━━━━━ RECORDS TO USE ━━━━━

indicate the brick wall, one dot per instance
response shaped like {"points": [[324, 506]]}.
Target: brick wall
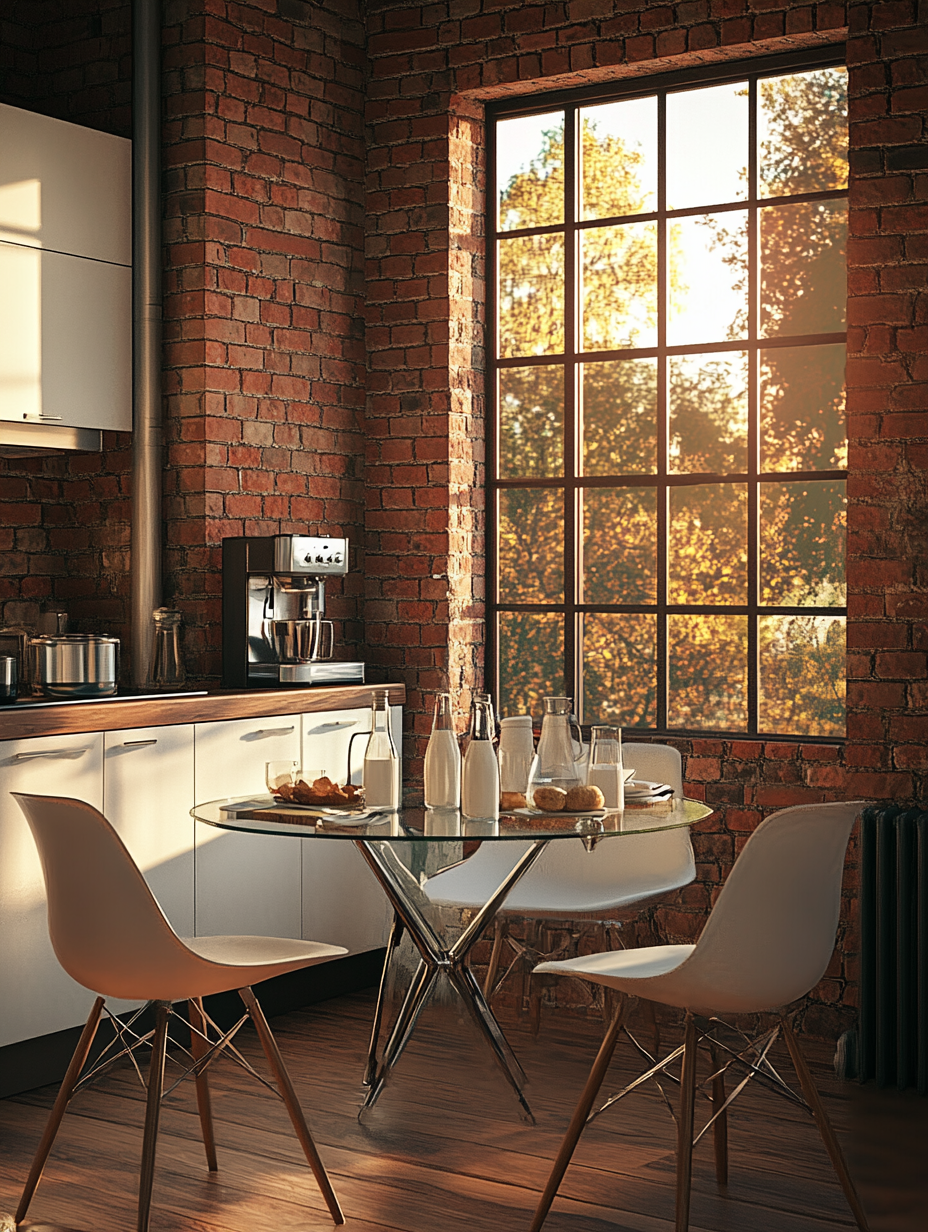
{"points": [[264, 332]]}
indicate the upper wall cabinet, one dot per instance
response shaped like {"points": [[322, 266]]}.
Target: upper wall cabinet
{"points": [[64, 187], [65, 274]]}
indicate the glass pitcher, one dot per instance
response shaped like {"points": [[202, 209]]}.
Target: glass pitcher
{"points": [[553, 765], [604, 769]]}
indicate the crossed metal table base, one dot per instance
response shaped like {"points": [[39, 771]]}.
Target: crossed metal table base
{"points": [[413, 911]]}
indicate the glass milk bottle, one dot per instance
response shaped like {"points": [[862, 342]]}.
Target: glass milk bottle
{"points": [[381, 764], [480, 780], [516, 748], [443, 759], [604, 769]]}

━━━━━

**GOAL**. Transcribe the material exactly, keeping every word and none of the pictures.

**FINISHED EXERCISE**.
indicate the brick wall, one dot per instance
response shaped like {"points": [[324, 506]]}.
Target: brick wall
{"points": [[264, 332]]}
indicate the upper wall cabinet, one dot per instance
response shaped like {"points": [[322, 266]]}.
Target: upper wall cabinet
{"points": [[64, 187], [65, 274]]}
indicate the glass pitcher, one dot per instance
response shaped like {"points": [[202, 209]]}.
Target: glass pitcher
{"points": [[553, 765], [604, 769]]}
indicate the crossed metal table base, one dot per instance
response shaped like {"points": [[39, 771]]}.
Target: crossed metal table base
{"points": [[413, 911]]}
indicate the glass milk bottle, one dot per instance
response shaped like {"points": [[862, 342]]}.
Target: glass milk bottle
{"points": [[381, 764], [480, 780], [516, 748], [443, 759], [604, 769]]}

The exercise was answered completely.